Text provided:
———

Li Yuchun, a music student who won China's equivalent of "American Idol," is
still baffled by the change her superstar status has brought.
 Chinese singer Li
Yuchun attends a Christmas celebration event in Hong Kong December 24,
2005. Li won a televised singing contest called 'Super Girl's Voice 2005'.
[Reuters] |
The 21-year-old tomboy from Sichuan was catapulted from obscurity last August
after winning "Super Girls," the hugely popular televised pop talent contest.
An audience estimated at up to 400 million people tuned in to the three-hour
final, and 3.5 million voted for Li by text.
"There is a very big change from the life of a student to this," said the
tall, thin Li, who is in London briefly to open celebrations for Chinese New
Year.
"I still keep in touch with my friends, but my schedule is so busy that I
don't get much time to myself at all," she told Reuters.
It was not as though Li, who described her main music college subject as "pop
singing," intentionally used the contest as a career springboard.
"I only entered it to keep a friend of mine company," she said, speaking
through an interpreter.
Never having left China, and barely her home province, before winning the
contest, Li now finds her image plastered across advertising billboards and
magazines everywhere.
Accusations by her critics that she has a mediocre voice with a talent to
match cut no ice with her legion of fans who mob her every appearance.

———

Dataset content:
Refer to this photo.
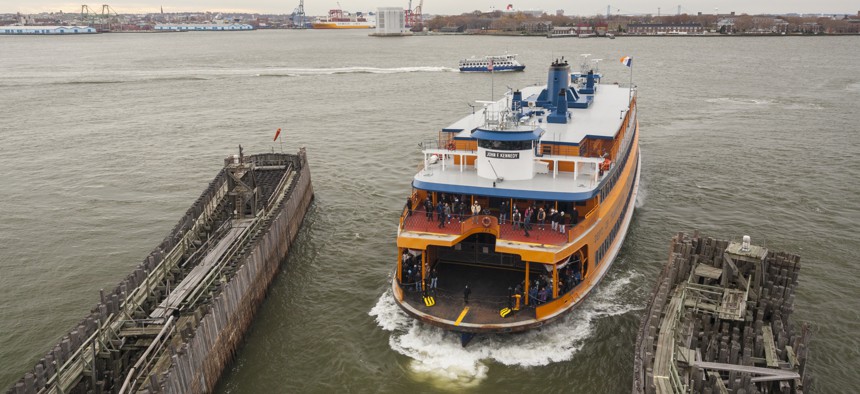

———

What to do:
Pick up the article on Chinese singer Li Yuchun after its final sentence and continue it.

Task answer:
Asked if she welcomed the apparent encroachment of American pop culture into
China she replied that it was not something she had ever thought about.
"I have never considered questions like this. It was a contest. I love
singing and I entered it," she said with a shrug.
And what of her plans for the future?
"I have no long term plans. But I have already released a single and this
year I will release my first album," Li said. "My record company hired producers
to write songs for me this time, but in future I hope to write my own songs."
If her millions of fans cannot wait for her album to appear they will soon
have a token to tide them over when the China National Philatelic Corporation
this week issues a postage stamp bearing her image -- a first for a Chinese
mainland pop star.
"I am very happy and delighted," Li said. "It will make me feel very close to
my fans."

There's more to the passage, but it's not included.